→ Task brief: Copy out every one of the records below word for word.

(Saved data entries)
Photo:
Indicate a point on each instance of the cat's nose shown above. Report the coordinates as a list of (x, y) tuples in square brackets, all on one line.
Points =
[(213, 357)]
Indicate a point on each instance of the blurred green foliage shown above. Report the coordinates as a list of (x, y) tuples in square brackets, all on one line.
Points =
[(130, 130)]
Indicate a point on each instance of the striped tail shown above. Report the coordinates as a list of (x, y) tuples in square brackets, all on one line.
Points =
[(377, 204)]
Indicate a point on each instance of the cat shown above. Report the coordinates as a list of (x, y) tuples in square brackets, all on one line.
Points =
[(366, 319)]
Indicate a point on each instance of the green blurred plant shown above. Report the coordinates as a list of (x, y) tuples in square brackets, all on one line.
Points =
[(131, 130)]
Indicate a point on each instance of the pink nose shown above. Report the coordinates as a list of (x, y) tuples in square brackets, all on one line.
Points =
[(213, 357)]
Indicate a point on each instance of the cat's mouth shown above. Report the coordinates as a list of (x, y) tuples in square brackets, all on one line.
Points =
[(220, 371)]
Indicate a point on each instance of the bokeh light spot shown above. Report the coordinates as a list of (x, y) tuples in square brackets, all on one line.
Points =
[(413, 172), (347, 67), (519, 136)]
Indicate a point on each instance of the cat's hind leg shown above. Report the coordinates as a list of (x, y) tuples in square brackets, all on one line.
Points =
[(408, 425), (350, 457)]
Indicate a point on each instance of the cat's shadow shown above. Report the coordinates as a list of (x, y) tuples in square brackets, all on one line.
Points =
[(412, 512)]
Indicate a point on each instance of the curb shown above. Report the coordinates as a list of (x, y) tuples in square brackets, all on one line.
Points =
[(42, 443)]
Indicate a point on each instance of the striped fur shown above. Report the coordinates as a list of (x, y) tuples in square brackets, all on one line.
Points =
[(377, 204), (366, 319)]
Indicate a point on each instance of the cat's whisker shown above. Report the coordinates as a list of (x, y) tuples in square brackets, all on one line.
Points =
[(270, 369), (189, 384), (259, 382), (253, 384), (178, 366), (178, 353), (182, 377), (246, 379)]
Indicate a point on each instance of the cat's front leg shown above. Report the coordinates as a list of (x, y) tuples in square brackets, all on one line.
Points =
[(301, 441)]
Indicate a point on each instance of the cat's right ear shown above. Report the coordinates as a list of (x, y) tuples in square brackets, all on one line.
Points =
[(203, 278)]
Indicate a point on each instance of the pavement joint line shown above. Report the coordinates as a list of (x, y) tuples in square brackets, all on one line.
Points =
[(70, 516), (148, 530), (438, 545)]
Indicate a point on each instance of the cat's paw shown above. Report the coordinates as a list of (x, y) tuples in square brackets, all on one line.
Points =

→ Written solution:
Photo:
Indicate a point on each instance of the cat's nose shown above. Report the coordinates as a list of (x, y) tuples in square brackets, all on one line.
Points =
[(213, 357)]
Indicate a point on each instance of the blurred green foliage shown above. Report the coordinates as a list of (x, y) tuples in square brackets, all on one line.
Points =
[(130, 130)]
Indicate a point on each instance of the striped tail shown above. Report the coordinates as a list of (x, y) tuples in square brackets, all on one line.
Points =
[(377, 204)]
Indicate a point on each instance of the cat shown above. Report the coordinates as a list of (x, y) tuples in square brackets, all on one line.
Points =
[(366, 319)]
Indicate a point on each instance of the green blurred plant shown above. Report the coordinates as a list of (x, y) tuples in square brackets, all on one line.
Points =
[(131, 130)]
Indicate a point on each instance of the pink nose shown above. Report the coordinates as a list of (x, y) tuples in square brackets, all on one line.
Points =
[(213, 357)]
Indicate a point on each instance of the cat's mouth shown above. Report the coordinates as a list of (x, y) tuples in square brackets, all on one line.
Points =
[(220, 371)]
Indicate a point on each instance of the bokeh light spot shown above. Report the coordinates as a list of (x, y) tuples in square brackets, all on one line.
Points =
[(413, 172), (347, 67), (519, 136)]
Indicate a point on each instance of the cat's hind leg shown above. Report the coordinates as a list of (x, y) tuples in square brackets, all on one line.
Points =
[(408, 425), (350, 457)]
Indicate a point on each instance of the cat's shadow shown above. Report the coordinates as a list of (x, y) tuples in square brackets, all on one line.
Points =
[(412, 512)]
Indicate a point on each instance of the curb shown above. Report the coordinates as a list of (x, y) tuples in square brackets, all on one line.
Points =
[(42, 443)]
Indicate a point on each instance of the striped fur shown above. Report the coordinates as a list of (x, y) tuples in square brackets, all on one line.
Points =
[(377, 204), (366, 319)]
Indicate a point on each instance of the cat's whisker shown above. Report the coordinates as a list of (x, y) tuples in square brackets, all on one line.
Points =
[(270, 369), (189, 384), (259, 382), (253, 384), (178, 366), (178, 353), (182, 377), (246, 379)]
Indicate a point on each instance of the cat's front leg shown above. Report the coordinates as a list of (x, y) tuples in square brackets, all on one line.
Points =
[(301, 441)]
Indicate a point on each instance of the cat's right ear shown above. Report the coordinates as a list of (x, y) tuples in square brackets, all on one line.
Points =
[(203, 278)]
Indicate a point on each instance of the pavement joint line shown above. Report the coordinates as a list of (x, y) tuples in square brackets, all on one line.
Points =
[(70, 516), (148, 530), (438, 545)]
Indicate a point on each instance of the cat's paw shown above. Report the coordinates as a list of (x, y) tuples in square brackets, all on one line.
Points =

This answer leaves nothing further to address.